Give the data again exactly, without images.
------ Data under study ------
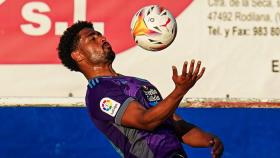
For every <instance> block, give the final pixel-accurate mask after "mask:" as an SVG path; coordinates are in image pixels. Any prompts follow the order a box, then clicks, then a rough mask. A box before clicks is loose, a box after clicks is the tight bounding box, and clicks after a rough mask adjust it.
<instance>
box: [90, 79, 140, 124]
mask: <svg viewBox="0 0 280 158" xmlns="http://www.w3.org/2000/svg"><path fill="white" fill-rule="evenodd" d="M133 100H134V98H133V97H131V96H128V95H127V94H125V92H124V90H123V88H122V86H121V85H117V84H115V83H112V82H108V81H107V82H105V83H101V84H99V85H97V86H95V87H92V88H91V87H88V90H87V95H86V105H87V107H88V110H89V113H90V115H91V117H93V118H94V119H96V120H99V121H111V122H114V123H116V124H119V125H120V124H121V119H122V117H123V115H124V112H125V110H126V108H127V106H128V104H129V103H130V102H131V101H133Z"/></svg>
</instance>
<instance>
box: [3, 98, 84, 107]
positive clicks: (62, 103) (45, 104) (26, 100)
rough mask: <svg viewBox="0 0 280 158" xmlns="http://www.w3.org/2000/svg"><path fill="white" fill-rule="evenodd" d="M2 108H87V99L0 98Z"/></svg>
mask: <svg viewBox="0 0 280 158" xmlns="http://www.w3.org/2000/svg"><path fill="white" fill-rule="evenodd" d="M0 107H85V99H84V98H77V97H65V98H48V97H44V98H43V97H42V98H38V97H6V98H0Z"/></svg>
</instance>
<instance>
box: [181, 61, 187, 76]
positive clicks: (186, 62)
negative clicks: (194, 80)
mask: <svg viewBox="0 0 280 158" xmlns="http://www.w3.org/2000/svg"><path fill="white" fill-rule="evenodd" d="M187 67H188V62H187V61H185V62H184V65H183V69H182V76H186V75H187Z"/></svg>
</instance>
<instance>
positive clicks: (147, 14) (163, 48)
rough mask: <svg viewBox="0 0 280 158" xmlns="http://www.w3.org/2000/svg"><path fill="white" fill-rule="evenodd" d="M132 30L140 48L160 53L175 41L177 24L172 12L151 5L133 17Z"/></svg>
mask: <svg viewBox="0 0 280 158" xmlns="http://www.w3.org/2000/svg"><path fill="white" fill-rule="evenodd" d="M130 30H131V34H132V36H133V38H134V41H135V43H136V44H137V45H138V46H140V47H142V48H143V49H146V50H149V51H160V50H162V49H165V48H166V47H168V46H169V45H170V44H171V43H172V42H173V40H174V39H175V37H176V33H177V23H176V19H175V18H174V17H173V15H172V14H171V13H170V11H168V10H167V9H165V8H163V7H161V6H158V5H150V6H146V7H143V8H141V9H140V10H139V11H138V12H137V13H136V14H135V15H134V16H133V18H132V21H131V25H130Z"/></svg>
------
Solution to this task:
For every <instance> block, give the final pixel-accurate mask after "mask:" as an SVG path; coordinates are in image pixels. Any prompts follow the order a box, then clicks, then a rough mask. A box before clicks is loose, a box after clicks is the tight bounding box, and clicks after a rough mask adjust it.
<instance>
box: [90, 79, 140, 124]
mask: <svg viewBox="0 0 280 158" xmlns="http://www.w3.org/2000/svg"><path fill="white" fill-rule="evenodd" d="M133 100H134V98H133V97H131V96H128V95H127V94H125V92H124V90H123V88H122V86H121V85H117V84H115V83H112V82H108V81H107V82H105V83H101V84H99V85H97V86H95V87H92V88H91V87H88V90H87V95H86V105H87V107H88V110H89V113H90V115H91V117H93V118H94V119H96V120H99V121H111V122H114V123H116V124H119V125H120V124H121V119H122V117H123V115H124V112H125V110H126V108H127V106H128V104H129V103H130V102H131V101H133Z"/></svg>
</instance>
<instance>
box: [3, 98, 84, 107]
positive clicks: (62, 103) (45, 104) (26, 100)
rough mask: <svg viewBox="0 0 280 158" xmlns="http://www.w3.org/2000/svg"><path fill="white" fill-rule="evenodd" d="M2 108H87V99L0 98Z"/></svg>
mask: <svg viewBox="0 0 280 158" xmlns="http://www.w3.org/2000/svg"><path fill="white" fill-rule="evenodd" d="M0 107H85V99H84V98H77V97H65V98H48V97H44V98H43V97H42V98H38V97H6V98H0Z"/></svg>
</instance>
<instance>
box: [181, 61, 187, 76]
positive clicks: (186, 62)
negative clicks: (194, 80)
mask: <svg viewBox="0 0 280 158" xmlns="http://www.w3.org/2000/svg"><path fill="white" fill-rule="evenodd" d="M187 67H188V62H187V61H185V62H184V65H183V69H182V76H186V75H187Z"/></svg>
</instance>
<instance>
positive clicks: (147, 14) (163, 48)
rough mask: <svg viewBox="0 0 280 158" xmlns="http://www.w3.org/2000/svg"><path fill="white" fill-rule="evenodd" d="M132 30L140 48L160 53L175 41L177 24L172 12L151 5L133 17Z"/></svg>
mask: <svg viewBox="0 0 280 158" xmlns="http://www.w3.org/2000/svg"><path fill="white" fill-rule="evenodd" d="M130 30H131V34H132V36H133V38H134V41H135V43H136V44H137V45H138V46H140V47H142V48H143V49H146V50H149V51H160V50H162V49H165V48H166V47H168V46H169V45H170V44H171V43H172V42H173V40H174V39H175V37H176V33H177V23H176V19H175V18H174V17H173V15H172V14H171V13H170V11H168V10H167V9H165V8H163V7H161V6H158V5H150V6H146V7H143V8H141V9H140V10H139V11H138V12H137V13H136V14H135V15H134V16H133V18H132V21H131V25H130Z"/></svg>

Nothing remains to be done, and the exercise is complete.